→ **WORK REQUEST**
Copy out exactly the lines from the one containing "Highlight blue sky in the image above." to the end of the records below, both included, and nothing else.

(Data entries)
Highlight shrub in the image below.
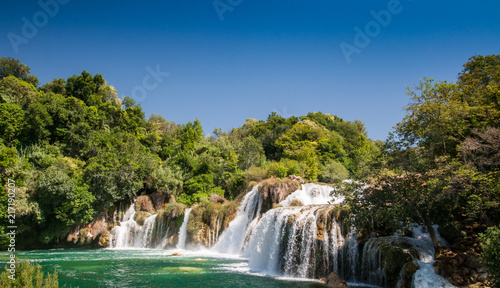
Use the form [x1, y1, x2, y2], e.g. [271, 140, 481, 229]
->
[319, 161, 349, 183]
[0, 259, 59, 288]
[479, 225, 500, 287]
[245, 166, 268, 182]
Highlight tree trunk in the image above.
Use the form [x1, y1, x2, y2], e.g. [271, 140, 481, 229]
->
[424, 221, 441, 254]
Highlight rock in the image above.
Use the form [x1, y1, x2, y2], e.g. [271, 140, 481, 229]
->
[381, 244, 413, 287]
[451, 273, 465, 286]
[135, 196, 155, 213]
[134, 211, 151, 226]
[170, 253, 183, 256]
[477, 273, 489, 283]
[399, 261, 420, 288]
[209, 194, 225, 203]
[324, 272, 347, 288]
[465, 255, 481, 269]
[193, 258, 207, 261]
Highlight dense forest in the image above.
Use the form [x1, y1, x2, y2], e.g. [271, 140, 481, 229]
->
[0, 55, 499, 285]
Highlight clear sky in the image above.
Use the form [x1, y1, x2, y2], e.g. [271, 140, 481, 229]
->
[1, 0, 499, 140]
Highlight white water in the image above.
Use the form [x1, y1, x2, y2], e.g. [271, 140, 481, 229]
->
[156, 226, 170, 249]
[108, 183, 455, 287]
[410, 225, 454, 287]
[109, 204, 159, 249]
[213, 185, 262, 254]
[110, 204, 139, 248]
[279, 183, 344, 206]
[176, 208, 192, 249]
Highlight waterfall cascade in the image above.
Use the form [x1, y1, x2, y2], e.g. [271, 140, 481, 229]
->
[176, 208, 192, 249]
[212, 185, 262, 254]
[108, 182, 456, 287]
[110, 204, 162, 249]
[212, 182, 455, 287]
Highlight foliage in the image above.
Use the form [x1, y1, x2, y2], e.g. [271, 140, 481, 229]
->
[0, 57, 39, 86]
[0, 56, 398, 247]
[479, 225, 500, 287]
[0, 259, 59, 288]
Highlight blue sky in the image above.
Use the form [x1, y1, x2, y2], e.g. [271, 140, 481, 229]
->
[1, 0, 499, 140]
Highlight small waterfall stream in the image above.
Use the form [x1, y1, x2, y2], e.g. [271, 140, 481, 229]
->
[176, 208, 192, 249]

→ **ANSWER SECTION**
Highlight blue sky in the image above.
Use the form [x1, y1, x2, y2], e.g. [271, 140, 481, 229]
->
[1, 0, 499, 140]
Highlight small waterfall stream in the image above.
Use the form [x1, y1, x2, y2], e.g. [271, 140, 481, 229]
->
[176, 208, 192, 249]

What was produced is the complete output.